▶ Activity:
Transcribe each entry below exactly. Pictures do not go in the copy.
*** Supplied material ***
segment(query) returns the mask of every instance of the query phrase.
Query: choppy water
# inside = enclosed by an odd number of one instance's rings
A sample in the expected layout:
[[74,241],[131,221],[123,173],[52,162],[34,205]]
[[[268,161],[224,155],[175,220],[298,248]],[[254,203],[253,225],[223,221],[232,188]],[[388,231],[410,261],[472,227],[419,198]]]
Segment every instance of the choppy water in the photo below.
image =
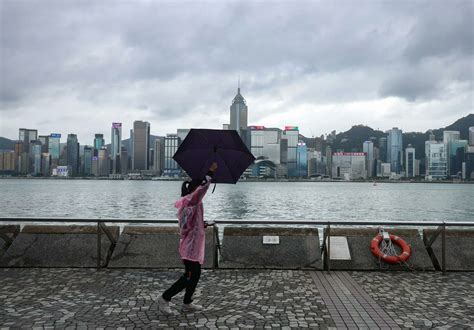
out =
[[[0,180],[0,215],[173,219],[176,181]],[[211,187],[212,189],[212,187]],[[241,182],[204,199],[207,219],[474,221],[474,185]]]

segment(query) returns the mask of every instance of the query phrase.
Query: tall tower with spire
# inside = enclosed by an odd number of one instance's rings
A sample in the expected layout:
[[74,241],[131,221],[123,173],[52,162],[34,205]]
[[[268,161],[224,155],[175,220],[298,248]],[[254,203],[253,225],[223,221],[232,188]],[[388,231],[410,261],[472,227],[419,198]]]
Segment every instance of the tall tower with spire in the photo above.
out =
[[247,104],[244,97],[240,94],[240,78],[237,88],[237,95],[232,100],[230,106],[230,125],[229,129],[235,130],[242,136],[242,130],[247,129]]

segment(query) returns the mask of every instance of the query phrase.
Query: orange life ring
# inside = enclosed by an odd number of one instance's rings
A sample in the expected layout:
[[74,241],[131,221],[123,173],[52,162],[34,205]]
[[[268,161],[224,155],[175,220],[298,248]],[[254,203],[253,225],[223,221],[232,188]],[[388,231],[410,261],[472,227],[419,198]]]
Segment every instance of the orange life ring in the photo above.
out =
[[398,256],[389,256],[383,254],[382,251],[380,251],[380,243],[383,240],[383,237],[380,234],[375,236],[372,239],[372,243],[370,243],[370,251],[372,251],[372,254],[378,259],[381,259],[388,264],[398,264],[407,261],[411,256],[410,245],[408,245],[407,242],[405,242],[403,239],[396,235],[390,234],[390,239],[394,244],[397,244],[402,249],[401,254],[399,254]]

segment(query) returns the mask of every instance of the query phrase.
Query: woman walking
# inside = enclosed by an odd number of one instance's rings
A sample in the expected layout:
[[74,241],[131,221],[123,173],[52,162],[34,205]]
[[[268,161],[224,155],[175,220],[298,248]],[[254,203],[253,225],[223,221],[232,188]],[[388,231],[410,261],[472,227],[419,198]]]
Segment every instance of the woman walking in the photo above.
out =
[[172,314],[171,298],[186,289],[182,310],[193,312],[202,307],[193,304],[192,296],[201,276],[204,264],[205,227],[202,199],[206,194],[217,163],[212,163],[206,178],[185,181],[181,186],[181,198],[175,203],[180,228],[179,254],[183,260],[184,274],[158,298],[158,307],[165,314]]

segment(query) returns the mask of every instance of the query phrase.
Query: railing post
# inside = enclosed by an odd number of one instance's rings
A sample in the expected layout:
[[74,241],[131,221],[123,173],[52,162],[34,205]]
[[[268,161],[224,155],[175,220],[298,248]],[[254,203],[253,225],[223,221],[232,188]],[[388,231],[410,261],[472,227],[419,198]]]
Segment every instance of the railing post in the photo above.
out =
[[443,275],[446,275],[446,223],[443,221],[443,231],[441,232],[441,267]]
[[102,259],[102,230],[100,228],[100,221],[97,221],[97,270],[100,270],[100,261]]
[[327,243],[326,243],[326,256],[327,256],[327,265],[328,265],[328,272],[331,271],[331,223],[328,221],[328,235],[327,235]]

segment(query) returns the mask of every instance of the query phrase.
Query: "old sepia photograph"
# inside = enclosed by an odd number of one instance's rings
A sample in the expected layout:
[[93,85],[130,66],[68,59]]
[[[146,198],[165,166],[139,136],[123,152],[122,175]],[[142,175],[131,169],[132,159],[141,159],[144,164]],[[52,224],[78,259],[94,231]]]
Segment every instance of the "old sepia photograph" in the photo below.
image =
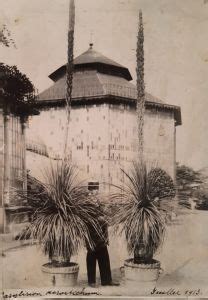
*** End of Supplied material ***
▶ Response to the task:
segment(query) returns the mask of every instance of the query phrase.
Query: choppy water
# inside = enclosed by an odd number of one instance's rings
A sample in the expected layout:
[[74,241],[131,221],[123,173],[52,162],[34,205]]
[[[268,161],[224,155],[175,220],[298,248]],[[254,203],[253,225],[223,221],[232,188]],[[388,231],[410,261],[472,227],[419,198]]]
Segment every instance of the choppy water in the photo below.
image =
out =
[[[0,180],[0,215],[173,219],[176,181]],[[211,187],[212,189],[212,187]],[[241,182],[204,199],[207,219],[474,221],[474,185]]]

segment(query) returns the mask of every instance of the query phrase.
Query: tall tower with spire
# inside = enclosed by an odd number of one instance's rings
A sample in the expected layout:
[[74,241],[131,221],[123,173],[52,162],[34,205]]
[[[268,161],[224,155],[175,220],[298,248]],[[254,203],[253,225],[223,221],[232,188]],[[388,231],[410,261],[472,227],[419,198]]]
Segment every instance of the tall tower with spire in the photo above.
out =
[[247,104],[244,97],[240,94],[240,78],[237,88],[237,95],[232,100],[230,106],[230,125],[229,129],[235,130],[242,136],[242,130],[247,129]]

segment(query) returns the mask of every instance of the query phrase.
Query: orange life ring
# inside = enclosed by an odd number of one instance's rings
A sample in the expected layout:
[[74,241],[131,221],[123,173],[52,162],[34,205]]
[[[268,161],[224,155],[175,220],[298,248]],[[254,203],[253,225],[223,221],[232,188]],[[388,231],[410,261],[472,227],[419,198]]]
Segment every instance of the orange life ring in the photo above.
out =
[[398,256],[389,256],[383,254],[382,251],[380,251],[380,243],[383,240],[383,237],[380,234],[375,236],[372,239],[372,243],[370,243],[370,251],[372,251],[372,254],[378,259],[381,259],[388,264],[398,264],[407,261],[411,256],[410,245],[408,245],[407,242],[405,242],[403,239],[396,235],[390,234],[390,239],[394,244],[397,244],[402,249],[401,254],[399,254]]

segment(query) returns the mask of every instance of the query phrase.
Query: woman walking
# inside = enclosed by an odd number of one instance's rings
A sample in the expected layout:
[[74,241],[131,221],[123,173],[52,162],[34,205]]
[[[268,161],[224,155],[175,220],[298,248]],[[254,203],[253,225],[223,221],[232,188]],[[388,231],[410,261],[472,227],[419,198]]]
Segment every instance of the woman walking in the photo above.
out =
[[172,314],[171,298],[186,289],[182,310],[193,312],[202,307],[193,304],[192,296],[201,276],[204,264],[205,227],[202,199],[206,194],[217,163],[212,163],[206,178],[185,181],[181,186],[181,198],[175,203],[180,228],[179,254],[183,260],[184,274],[158,298],[158,307],[165,314]]

segment(query) returns the mask of every instance of the query phrase.
Query: railing post
# inside = enclosed by an odd number of one instance's rings
A sample in the expected layout:
[[74,241],[131,221],[123,173],[52,162],[34,205]]
[[[268,161],[224,155],[175,220],[298,248]],[[254,203],[253,225],[223,221],[232,188]],[[388,231],[410,261],[472,227],[419,198]]]
Segment every instance of the railing post in the photo above.
out =
[[443,275],[446,275],[446,223],[443,221],[443,231],[441,232],[441,267]]
[[102,259],[102,230],[100,228],[100,221],[97,221],[97,270],[100,270],[100,261]]
[[327,243],[326,243],[326,256],[327,256],[327,265],[328,265],[328,272],[331,271],[331,223],[328,221],[328,235],[327,235]]

segment(query) returns the mask of every instance of the query phrase.
Query: "old sepia photograph"
# inside = enclosed by an odd number of one instance's rings
A sample in the expected layout:
[[93,85],[130,66],[68,59]]
[[[146,198],[165,166],[139,136],[123,152],[122,175]],[[142,175],[131,169],[132,159],[141,159],[144,164]],[[52,224],[78,259],[94,231]]]
Segment every instance of the "old sepia photograph" in the photo below.
image =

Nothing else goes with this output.